= Task goal =
Name every function the Cosmopolitan Library text below mentions with parentheses after its name.

The Cosmopolitan Library exports only the most stable canonical
system calls for all supported operating systems, regardless of
which platform is used for compilation. We polyfill many of the
APIs, e.g. read()
, write()
so they work consistently everywhere
while other apis, e.g. CreateWindowEx()
, might only work on one
platform, in which case they become no-op functions on others.
Cosmopolitan polyfill wrappers will usually use the dollar sign naming convention, so they may be bypassed when necessary. This same convention is used when multiple implementations of string library and other performance-critical function are provided to allow Cosmopolitan to go fast on both old and newer computers.
We take an approach to configuration that relies heavily on the
compiler's dead code elimination pass (libc/dce.h
). Most of the
code is written so that, for example, folks not wanting support
for OpenBSD can flip a bit in SUPPORT_VECTOR
and that code will
be omitted from the build. The same is true for builds that are
tuned using -march=native
which effectively asks the library to
not include runtime support hooks for x86 processors older than
what you use.
Please note that, unlike Cygwin or MinGW, Cosmopolitan does not achieve broad support by bolting on a POSIX emulation layer. We do nothing more than (in most cases) stateless API translations that get you 90% of the way there in a fast lightweight manner. We therefore can't address some of the subtle differences, such as the nuances of absolute paths on Windows. Our approach could be compared to something more along the lines of, "the Russians just used a pencil to write in space", versus spending millions researching a pen like NASA.

= Dataset records =
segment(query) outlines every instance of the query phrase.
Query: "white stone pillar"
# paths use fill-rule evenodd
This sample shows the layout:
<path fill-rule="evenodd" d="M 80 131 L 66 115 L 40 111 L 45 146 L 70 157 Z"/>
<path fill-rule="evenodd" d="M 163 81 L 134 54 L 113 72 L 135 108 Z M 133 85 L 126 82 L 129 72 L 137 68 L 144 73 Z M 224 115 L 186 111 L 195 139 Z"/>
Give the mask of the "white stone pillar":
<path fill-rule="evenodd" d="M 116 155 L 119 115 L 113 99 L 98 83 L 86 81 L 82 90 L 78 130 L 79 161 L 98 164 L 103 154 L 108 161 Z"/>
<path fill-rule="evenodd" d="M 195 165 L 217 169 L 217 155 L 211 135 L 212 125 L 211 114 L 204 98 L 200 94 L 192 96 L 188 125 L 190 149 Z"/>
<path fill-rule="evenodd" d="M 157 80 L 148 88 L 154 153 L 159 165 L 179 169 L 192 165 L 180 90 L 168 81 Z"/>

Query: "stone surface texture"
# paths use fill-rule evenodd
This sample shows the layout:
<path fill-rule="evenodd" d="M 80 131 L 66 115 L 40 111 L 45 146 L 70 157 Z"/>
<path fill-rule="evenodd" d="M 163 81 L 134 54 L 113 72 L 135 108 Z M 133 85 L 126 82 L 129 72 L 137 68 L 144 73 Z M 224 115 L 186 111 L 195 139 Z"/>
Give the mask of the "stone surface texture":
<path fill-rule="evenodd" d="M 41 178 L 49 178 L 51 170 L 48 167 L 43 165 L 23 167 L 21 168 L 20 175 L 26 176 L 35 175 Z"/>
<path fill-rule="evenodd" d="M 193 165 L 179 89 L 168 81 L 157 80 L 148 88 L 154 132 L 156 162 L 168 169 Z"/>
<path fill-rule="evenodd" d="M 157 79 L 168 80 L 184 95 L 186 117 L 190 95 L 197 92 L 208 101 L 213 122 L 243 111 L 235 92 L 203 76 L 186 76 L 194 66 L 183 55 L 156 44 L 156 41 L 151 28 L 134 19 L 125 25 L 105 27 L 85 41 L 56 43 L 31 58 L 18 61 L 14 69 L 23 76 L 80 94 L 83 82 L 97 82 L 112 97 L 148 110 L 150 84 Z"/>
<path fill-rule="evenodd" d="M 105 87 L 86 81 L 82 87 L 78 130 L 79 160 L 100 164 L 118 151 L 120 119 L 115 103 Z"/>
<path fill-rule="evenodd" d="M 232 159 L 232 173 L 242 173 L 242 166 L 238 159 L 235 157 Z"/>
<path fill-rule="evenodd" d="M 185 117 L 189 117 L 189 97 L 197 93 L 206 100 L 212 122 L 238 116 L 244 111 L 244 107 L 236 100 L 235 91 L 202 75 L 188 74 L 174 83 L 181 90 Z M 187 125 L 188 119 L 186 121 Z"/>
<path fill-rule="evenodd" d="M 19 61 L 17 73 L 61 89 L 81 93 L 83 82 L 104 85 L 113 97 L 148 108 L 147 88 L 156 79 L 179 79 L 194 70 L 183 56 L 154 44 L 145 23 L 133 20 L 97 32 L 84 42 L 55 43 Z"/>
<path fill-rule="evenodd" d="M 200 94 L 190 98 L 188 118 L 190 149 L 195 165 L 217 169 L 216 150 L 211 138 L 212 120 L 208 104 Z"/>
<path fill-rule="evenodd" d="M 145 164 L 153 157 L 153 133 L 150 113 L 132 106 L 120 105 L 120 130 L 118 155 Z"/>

...

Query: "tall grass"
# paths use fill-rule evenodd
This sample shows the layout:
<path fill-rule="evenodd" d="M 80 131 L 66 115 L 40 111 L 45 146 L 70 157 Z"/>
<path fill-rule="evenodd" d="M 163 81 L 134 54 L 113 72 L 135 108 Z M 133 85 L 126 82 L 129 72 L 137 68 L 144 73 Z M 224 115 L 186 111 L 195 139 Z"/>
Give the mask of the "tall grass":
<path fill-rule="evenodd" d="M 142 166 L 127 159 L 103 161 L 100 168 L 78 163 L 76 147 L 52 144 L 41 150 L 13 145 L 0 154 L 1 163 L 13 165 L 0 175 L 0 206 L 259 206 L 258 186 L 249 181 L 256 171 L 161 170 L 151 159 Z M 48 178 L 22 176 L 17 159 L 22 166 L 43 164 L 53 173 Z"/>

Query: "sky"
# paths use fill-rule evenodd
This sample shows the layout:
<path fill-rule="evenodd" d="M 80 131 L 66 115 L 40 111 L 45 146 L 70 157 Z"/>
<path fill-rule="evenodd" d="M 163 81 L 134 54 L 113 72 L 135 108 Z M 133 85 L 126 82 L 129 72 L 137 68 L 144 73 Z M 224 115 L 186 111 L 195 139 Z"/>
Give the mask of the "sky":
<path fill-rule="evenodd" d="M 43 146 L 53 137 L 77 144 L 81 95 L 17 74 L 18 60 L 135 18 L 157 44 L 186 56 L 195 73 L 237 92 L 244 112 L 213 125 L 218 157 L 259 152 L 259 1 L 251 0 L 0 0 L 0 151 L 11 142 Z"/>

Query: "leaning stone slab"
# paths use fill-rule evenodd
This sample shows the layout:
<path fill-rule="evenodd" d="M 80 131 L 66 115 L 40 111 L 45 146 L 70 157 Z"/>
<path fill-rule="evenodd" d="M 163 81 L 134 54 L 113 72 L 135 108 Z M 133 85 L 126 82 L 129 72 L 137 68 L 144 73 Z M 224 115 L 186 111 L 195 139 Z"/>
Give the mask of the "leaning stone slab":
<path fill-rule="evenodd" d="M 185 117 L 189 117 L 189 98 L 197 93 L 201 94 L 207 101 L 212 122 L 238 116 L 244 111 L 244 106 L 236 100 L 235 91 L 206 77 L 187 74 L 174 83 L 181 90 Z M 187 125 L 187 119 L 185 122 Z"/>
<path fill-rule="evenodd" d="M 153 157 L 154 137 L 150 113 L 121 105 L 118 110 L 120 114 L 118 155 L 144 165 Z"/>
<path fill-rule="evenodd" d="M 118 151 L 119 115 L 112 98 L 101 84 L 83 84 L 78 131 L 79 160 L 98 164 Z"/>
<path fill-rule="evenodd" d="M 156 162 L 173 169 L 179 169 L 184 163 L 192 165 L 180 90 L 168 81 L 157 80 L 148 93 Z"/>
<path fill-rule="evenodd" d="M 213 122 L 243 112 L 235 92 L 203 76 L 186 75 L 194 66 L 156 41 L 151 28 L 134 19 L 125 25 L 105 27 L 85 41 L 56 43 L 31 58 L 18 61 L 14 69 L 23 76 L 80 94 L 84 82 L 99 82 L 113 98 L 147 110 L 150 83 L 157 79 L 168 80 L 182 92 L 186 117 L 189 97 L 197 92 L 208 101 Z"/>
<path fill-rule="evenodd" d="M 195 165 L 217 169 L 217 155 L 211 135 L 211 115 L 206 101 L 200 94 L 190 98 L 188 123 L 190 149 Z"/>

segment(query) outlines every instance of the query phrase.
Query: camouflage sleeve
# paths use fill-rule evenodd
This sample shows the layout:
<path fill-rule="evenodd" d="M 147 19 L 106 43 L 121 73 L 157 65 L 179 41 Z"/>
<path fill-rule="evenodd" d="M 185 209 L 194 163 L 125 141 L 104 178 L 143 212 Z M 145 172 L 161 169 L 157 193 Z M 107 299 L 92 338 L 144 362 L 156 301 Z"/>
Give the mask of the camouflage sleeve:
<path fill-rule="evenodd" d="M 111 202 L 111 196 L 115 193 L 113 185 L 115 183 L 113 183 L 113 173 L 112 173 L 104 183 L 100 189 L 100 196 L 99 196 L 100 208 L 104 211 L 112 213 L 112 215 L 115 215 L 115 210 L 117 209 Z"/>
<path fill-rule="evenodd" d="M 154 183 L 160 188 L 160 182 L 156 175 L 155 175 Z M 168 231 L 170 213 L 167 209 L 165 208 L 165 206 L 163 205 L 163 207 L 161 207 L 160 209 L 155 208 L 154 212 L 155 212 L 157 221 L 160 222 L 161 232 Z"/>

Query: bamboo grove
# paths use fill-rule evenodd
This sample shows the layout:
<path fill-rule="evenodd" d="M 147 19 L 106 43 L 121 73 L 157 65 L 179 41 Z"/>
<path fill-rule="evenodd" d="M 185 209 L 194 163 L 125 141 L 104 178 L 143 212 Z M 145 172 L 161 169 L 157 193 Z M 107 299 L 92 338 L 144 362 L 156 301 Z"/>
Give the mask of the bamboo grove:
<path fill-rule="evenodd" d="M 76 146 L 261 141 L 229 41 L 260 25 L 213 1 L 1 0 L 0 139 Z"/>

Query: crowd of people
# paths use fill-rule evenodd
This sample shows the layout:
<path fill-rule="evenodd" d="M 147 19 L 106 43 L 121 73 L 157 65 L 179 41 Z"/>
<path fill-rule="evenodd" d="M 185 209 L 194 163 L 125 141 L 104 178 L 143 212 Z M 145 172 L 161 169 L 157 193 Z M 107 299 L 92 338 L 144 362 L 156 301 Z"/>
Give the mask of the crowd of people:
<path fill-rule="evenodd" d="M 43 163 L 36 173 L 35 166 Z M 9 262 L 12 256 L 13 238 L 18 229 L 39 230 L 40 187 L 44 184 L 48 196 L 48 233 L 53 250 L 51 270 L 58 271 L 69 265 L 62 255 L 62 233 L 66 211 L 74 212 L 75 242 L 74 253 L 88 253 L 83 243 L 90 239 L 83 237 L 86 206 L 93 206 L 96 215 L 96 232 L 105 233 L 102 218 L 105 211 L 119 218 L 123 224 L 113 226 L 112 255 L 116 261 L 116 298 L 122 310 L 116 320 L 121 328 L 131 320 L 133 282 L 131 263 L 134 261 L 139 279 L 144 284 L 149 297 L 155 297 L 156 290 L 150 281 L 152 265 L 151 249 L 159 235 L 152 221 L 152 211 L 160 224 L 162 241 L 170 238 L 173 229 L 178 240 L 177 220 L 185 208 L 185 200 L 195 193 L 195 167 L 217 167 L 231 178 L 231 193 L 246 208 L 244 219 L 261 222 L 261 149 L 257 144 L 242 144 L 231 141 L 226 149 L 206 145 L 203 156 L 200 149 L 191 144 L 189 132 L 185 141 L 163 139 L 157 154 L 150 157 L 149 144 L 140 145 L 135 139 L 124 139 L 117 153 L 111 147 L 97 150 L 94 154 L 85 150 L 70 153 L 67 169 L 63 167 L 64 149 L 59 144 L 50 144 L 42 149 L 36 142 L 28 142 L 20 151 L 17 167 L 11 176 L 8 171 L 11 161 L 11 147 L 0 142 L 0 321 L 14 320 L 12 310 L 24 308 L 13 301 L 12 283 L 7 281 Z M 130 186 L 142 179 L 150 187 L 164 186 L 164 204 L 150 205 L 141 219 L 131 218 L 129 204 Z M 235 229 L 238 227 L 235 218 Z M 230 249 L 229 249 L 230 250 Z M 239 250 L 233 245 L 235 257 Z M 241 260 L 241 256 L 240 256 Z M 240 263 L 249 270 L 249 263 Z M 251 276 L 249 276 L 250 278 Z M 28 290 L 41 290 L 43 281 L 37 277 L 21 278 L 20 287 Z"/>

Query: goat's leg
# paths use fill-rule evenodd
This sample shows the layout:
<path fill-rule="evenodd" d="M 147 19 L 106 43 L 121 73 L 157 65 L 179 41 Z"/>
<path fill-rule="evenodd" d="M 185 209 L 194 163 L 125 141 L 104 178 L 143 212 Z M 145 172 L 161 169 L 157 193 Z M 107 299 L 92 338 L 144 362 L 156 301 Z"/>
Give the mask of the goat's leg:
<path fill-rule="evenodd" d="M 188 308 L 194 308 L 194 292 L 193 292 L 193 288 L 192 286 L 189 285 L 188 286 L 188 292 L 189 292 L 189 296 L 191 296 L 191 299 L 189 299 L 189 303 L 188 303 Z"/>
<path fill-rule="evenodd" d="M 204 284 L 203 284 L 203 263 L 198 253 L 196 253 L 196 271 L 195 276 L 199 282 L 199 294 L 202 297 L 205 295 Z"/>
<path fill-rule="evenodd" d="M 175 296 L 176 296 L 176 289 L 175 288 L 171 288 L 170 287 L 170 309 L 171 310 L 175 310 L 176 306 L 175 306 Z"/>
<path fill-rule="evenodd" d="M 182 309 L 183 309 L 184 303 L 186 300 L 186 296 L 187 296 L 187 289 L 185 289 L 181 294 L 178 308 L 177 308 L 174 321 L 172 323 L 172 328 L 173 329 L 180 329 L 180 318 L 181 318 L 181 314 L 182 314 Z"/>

= Task output =
read(), write(), CreateWindowEx()